Quote each record exactly, please, leaving none out.
* * * * *
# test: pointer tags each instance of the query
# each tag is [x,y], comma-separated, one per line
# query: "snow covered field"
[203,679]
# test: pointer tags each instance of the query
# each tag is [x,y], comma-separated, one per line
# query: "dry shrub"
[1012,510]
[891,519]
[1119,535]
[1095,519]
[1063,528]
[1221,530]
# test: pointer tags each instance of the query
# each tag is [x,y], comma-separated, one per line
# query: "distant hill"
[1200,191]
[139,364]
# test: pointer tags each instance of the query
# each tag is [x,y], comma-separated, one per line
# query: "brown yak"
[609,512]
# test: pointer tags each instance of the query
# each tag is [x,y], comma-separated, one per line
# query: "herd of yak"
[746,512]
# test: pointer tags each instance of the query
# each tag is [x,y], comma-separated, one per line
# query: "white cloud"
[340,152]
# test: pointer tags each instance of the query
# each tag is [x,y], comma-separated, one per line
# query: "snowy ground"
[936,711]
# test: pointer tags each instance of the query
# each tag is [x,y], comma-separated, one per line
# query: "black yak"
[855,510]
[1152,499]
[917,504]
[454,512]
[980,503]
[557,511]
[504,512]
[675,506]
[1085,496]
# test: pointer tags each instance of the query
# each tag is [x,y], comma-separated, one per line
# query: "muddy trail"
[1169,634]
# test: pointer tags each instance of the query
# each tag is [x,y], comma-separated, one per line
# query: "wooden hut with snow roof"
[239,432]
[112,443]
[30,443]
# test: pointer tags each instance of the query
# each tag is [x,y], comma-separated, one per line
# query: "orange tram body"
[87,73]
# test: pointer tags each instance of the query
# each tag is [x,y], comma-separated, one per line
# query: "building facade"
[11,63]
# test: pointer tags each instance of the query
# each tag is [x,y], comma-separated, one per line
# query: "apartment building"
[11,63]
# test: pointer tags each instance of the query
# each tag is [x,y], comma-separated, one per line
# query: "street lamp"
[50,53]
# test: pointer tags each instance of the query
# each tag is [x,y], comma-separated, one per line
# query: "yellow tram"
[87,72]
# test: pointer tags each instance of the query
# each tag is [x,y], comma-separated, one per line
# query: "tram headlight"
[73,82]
* * * * *
OUTPUT OF THE EXERCISE -
# test: pointer tags each instance of the query
# each tag is [x,y], comma-separated, one per line
# query: "snow covered field"
[203,679]
# test: pointer tags each instance of the query
# each tag is [x,y], comma-separated, one per line
# query: "dry shrub"
[1012,510]
[891,519]
[1119,535]
[1095,519]
[1063,528]
[1221,530]
# test: pointer tags each instance of the query
# each tag is [x,y], comma-separated, one per line
# query: "distant hill"
[1200,191]
[139,364]
# test: pointer tags each instance of the query
# each tag is [x,y], comma-separated, one per line
# query: "brown yak"
[609,512]
# test: pointer tags each instance of the query
# each tag is [x,y], comma-separated, one per line
# query: "herd of yak"
[746,512]
# test: pointer tags each instance of the query
# each tag is [x,y], comma-separated, one per line
# query: "white cloud"
[340,152]
# test: pointer tags each instance of the query
# each tag is [x,y], comma-separated, one per line
# query: "snowy ground"
[936,711]
# test: pointer tags each instance of the query
# each tag is [x,y], comma-separated, one per line
# query: "black yak"
[855,510]
[1152,499]
[917,504]
[454,512]
[980,503]
[557,511]
[504,512]
[675,506]
[1085,496]
# test: pointer tags each instance of the query
# each tag is [x,y], comma-separated, one per line
# query: "muddy trail"
[1169,634]
# test: pointer tags each instance of the query
# each tag is [x,y], comma-separated, one per line
# query: "wooden hut with snow roof"
[239,432]
[112,443]
[30,443]
# test: pointer tags each instance of the query
# each tag is [x,y], comma-separated, one per line
# query: "orange tram body"
[87,73]
# test: pointer tags each instance of the query
# each tag is [x,y], comma-separated, one per line
# query: "building facade"
[11,63]
# test: pointer tags each instance of the query
# each tag is [x,y], comma-separated, one per line
# query: "apartment building"
[11,63]
# test: pointer tags each instance of the query
# each tag is [x,y], comma-separated, one per line
# query: "street lamp"
[50,53]
# test: pointer tags each instance of the query
# each tag is [x,y], comma-separated, one per line
# query: "yellow tram"
[87,72]
# test: pointer tags each instance of the query
# each tag is [x,y], comma-separated, one per line
# query: "tram headlight"
[73,82]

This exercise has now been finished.